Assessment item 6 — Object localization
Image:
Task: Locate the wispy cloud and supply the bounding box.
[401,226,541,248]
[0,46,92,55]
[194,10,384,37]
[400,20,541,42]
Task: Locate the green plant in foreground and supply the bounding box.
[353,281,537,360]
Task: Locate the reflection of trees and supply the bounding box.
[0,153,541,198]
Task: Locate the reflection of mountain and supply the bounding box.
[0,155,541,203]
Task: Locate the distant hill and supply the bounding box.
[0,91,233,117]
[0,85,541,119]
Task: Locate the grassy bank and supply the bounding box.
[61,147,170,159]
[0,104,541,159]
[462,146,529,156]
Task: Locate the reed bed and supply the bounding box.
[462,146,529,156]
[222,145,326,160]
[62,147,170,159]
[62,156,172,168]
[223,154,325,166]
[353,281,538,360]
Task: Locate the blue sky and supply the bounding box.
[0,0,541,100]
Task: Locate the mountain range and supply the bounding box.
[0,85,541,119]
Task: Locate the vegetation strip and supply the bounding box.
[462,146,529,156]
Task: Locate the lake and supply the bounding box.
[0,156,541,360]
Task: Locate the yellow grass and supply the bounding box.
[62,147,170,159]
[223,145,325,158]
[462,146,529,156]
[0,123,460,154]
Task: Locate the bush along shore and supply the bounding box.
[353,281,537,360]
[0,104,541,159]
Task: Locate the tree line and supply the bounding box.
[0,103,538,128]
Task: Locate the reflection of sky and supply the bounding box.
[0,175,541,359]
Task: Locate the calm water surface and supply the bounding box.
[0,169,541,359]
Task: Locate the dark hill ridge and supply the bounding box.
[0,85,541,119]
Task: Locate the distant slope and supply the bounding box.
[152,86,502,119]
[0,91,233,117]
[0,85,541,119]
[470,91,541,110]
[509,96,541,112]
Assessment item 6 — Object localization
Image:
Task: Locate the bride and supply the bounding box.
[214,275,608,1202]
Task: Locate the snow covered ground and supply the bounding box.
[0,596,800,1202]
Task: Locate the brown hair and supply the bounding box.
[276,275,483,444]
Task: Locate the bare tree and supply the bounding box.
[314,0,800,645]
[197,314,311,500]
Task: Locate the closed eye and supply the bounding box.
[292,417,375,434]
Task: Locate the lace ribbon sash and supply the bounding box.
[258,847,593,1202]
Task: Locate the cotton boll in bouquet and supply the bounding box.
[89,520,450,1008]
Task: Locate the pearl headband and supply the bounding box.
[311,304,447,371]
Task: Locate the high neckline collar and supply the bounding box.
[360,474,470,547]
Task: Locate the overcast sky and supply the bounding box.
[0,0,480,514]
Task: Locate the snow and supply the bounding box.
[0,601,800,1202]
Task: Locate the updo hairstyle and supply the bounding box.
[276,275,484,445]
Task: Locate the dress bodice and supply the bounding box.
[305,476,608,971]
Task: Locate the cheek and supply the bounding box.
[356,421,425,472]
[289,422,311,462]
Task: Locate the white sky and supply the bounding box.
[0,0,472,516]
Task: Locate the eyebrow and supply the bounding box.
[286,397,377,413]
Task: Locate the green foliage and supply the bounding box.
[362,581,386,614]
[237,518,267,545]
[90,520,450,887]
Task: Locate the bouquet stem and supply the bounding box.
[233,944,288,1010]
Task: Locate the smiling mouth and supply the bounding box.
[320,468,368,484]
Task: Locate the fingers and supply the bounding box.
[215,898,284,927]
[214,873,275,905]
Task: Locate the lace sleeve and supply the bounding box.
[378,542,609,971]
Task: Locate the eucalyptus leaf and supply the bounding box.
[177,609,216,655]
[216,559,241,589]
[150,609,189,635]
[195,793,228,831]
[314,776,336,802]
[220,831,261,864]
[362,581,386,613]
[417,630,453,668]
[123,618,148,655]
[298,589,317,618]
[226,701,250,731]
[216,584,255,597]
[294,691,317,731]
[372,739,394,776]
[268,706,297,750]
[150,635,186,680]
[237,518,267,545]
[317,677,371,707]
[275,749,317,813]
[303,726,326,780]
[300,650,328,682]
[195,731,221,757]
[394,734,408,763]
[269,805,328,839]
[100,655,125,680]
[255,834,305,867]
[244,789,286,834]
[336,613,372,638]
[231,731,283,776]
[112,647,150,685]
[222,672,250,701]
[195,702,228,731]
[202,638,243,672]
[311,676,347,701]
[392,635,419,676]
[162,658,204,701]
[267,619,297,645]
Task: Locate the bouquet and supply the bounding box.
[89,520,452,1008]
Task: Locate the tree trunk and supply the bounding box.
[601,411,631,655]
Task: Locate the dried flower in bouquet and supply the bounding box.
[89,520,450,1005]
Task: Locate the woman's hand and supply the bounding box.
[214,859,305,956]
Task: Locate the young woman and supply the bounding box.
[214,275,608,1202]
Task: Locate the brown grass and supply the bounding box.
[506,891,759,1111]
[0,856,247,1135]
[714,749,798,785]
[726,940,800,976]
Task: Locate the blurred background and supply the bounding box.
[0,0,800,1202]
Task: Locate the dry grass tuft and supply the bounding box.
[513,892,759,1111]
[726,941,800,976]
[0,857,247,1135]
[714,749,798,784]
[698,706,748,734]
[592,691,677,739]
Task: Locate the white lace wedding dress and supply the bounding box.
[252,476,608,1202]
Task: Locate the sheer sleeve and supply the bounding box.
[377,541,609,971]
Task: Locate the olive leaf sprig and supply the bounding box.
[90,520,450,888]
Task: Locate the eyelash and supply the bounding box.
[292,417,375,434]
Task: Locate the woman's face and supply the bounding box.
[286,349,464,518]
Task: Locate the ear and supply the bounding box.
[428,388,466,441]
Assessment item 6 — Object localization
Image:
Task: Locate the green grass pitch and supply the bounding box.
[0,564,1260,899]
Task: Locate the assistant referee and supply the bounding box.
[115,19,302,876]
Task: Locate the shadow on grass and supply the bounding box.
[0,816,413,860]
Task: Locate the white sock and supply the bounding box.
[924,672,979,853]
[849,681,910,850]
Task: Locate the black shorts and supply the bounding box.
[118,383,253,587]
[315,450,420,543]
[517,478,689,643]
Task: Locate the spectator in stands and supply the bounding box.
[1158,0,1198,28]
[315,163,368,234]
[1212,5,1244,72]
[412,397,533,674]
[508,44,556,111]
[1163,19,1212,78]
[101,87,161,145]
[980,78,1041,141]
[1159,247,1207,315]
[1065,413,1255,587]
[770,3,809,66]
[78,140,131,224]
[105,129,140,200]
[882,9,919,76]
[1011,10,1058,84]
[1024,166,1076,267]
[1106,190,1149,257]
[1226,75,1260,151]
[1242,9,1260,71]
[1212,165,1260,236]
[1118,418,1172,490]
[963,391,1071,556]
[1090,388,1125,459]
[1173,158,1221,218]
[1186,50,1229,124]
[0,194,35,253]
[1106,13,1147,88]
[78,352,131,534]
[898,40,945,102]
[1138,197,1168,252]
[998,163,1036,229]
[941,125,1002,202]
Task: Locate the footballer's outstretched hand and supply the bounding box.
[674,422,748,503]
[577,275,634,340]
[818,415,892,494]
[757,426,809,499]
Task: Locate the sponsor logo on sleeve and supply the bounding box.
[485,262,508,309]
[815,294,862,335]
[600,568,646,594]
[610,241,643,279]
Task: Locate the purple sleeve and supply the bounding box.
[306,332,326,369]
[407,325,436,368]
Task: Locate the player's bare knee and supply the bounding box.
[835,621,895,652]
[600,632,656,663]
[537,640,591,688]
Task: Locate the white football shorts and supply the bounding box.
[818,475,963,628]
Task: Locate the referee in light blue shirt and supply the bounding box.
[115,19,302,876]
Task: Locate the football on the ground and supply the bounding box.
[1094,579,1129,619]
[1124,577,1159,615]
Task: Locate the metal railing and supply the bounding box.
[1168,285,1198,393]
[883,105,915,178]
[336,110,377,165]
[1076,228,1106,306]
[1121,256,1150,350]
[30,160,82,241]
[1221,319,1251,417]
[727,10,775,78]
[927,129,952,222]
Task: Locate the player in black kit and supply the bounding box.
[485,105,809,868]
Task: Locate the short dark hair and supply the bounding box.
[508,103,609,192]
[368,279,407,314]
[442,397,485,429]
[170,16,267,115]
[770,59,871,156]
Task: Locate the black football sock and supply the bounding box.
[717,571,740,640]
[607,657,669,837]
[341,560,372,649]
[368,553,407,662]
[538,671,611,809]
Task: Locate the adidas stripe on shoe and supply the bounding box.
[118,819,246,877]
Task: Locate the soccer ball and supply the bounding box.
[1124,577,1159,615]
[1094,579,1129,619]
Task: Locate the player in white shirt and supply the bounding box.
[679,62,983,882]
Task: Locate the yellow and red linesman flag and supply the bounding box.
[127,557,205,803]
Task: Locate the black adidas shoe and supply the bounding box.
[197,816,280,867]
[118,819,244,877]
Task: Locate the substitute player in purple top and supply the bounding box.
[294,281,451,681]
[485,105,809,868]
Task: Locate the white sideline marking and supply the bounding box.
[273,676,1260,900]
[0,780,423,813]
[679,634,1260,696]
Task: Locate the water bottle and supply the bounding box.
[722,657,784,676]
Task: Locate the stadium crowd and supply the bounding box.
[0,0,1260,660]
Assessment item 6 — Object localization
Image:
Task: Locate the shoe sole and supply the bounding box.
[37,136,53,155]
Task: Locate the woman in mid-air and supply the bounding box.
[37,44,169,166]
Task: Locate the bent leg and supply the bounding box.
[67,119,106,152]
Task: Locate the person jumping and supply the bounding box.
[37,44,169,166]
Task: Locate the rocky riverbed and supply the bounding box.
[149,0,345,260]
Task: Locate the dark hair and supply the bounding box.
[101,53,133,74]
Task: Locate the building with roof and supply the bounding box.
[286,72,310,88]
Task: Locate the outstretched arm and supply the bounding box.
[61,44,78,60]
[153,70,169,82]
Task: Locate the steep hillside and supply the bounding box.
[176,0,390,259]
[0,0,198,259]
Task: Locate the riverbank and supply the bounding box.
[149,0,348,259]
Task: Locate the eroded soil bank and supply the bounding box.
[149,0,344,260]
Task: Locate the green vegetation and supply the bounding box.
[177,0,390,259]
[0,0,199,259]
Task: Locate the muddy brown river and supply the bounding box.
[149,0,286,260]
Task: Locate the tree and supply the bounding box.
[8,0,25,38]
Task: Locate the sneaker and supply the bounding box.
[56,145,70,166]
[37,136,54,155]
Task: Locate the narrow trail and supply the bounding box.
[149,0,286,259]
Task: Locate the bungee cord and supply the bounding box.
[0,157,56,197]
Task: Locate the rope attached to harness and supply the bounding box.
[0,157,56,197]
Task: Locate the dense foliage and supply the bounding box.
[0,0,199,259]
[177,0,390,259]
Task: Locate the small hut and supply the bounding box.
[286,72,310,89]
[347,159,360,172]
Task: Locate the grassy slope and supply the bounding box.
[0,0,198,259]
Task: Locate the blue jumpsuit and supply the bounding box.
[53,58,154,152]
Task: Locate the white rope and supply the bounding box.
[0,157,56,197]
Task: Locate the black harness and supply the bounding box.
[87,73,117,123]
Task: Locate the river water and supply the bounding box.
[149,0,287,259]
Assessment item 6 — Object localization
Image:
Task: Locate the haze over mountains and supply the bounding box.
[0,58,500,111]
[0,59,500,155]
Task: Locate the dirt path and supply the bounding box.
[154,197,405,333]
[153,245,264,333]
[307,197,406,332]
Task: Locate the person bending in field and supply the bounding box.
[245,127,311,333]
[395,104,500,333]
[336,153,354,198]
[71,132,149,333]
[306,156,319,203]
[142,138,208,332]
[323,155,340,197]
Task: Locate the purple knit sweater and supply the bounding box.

+ + + + +

Express the part of the material that opens with the line containing "Task: Locate the updo" and closes with the line containing "[378,542,609,971]" as a numbered list, leaving out blank lines.

▸ Output for this task:
1. Task: Locate the updo hairstyle and supply the bounding box.
2. [276,275,484,445]
3. Task: Locate the dress bodice and supply the bounding box.
4. [305,476,608,971]
5. Task: Locate the cheek and supply the bounding box.
6. [356,421,425,472]
7. [289,422,311,462]
8. Task: Locate the white sky and supply the bounding box.
9. [0,0,472,516]
10. Task: Locate the eyebrow and supply the bounding box.
11. [286,397,377,413]
12. Task: Locate the green foliage and supply the bounding box.
13. [362,581,386,614]
14. [237,518,267,545]
15. [90,520,450,887]
16. Task: Locate the bouquet stem and supply the bounding box.
17. [233,944,288,1010]
18. Task: Locate the smiling mouth and supply the bounding box.
19. [320,468,368,484]
20. Task: Locate the fingers and supply the bounding box.
21. [215,898,284,927]
22. [214,873,275,905]
23. Task: Locate the lace sleeve and supply the bounding box.
24. [378,542,609,971]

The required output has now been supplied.